▸ Prompt
Copy every line of the records, from the start through the line containing "<point>84,171</point>". Offset each point coordinate in the answers by adding 52, and leave all other lines unchanged.

===== Material shown

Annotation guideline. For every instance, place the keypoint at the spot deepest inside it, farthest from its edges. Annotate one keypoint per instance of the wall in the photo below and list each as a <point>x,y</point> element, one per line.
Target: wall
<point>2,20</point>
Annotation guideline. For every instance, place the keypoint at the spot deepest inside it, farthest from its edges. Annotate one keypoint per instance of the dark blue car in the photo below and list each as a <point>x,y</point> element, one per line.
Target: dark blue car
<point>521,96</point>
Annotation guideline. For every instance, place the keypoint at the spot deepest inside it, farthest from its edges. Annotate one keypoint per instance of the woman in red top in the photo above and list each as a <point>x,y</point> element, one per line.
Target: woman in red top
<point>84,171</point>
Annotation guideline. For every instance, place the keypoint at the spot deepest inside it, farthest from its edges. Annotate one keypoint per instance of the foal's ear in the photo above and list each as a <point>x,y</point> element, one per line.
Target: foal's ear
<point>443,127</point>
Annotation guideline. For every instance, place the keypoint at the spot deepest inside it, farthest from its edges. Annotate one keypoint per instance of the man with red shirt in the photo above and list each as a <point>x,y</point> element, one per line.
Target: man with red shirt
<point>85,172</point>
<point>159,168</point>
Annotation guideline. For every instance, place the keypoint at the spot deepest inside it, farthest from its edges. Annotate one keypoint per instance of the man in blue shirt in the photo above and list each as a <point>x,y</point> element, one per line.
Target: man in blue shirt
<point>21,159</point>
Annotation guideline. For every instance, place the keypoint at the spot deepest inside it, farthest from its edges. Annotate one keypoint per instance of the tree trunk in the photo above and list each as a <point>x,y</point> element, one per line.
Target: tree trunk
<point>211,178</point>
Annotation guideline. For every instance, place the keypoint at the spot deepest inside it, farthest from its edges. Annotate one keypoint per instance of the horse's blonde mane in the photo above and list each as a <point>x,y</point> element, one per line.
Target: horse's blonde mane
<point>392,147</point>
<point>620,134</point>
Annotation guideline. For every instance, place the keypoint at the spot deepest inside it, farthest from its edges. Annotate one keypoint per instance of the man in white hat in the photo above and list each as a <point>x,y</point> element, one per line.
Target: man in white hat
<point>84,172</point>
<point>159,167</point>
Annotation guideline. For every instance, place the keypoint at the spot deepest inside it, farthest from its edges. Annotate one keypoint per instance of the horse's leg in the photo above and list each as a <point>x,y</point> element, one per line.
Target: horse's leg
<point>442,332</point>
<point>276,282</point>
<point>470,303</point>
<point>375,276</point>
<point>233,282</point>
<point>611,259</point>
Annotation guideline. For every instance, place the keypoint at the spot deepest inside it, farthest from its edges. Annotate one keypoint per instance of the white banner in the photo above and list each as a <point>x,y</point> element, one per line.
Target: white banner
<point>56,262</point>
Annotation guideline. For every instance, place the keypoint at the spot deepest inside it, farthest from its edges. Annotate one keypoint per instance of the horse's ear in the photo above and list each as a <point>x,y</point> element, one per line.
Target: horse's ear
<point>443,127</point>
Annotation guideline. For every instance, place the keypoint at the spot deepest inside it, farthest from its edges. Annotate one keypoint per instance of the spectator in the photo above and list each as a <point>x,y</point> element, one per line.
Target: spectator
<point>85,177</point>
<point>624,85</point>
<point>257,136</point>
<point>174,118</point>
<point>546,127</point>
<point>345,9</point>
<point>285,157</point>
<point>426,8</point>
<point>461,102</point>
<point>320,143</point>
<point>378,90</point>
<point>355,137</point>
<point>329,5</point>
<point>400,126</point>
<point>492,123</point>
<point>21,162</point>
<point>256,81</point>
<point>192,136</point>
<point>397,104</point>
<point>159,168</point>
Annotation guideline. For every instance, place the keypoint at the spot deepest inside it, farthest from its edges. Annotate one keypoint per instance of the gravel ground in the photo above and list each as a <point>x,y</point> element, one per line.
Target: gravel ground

==========

▸ Problem solution
Annotation guideline. For every instance, place the keypoint at the spot deepest inside it, farthest from its edges. Annotate one keypoint per instance of the wall in the photo below and list each as a <point>x,y</point> element, one per line.
Target: wall
<point>54,72</point>
Annotation guideline. For every instance, place the keypoint at the spot deepest inside it, farthest from its edges. Annotate one keypoint per instance of the dark blue car in the photo below and list each as a <point>x,y</point> element, one per line.
Target: dark blue car
<point>573,148</point>
Annotation guideline. For every instance, place the keypoint at the spot deepest inside it, farthest from its edges. Annotate one keypoint per instance of the woman in red top in the photo above and list each as a <point>x,y</point> element, one per line.
Target: woman in red top
<point>136,223</point>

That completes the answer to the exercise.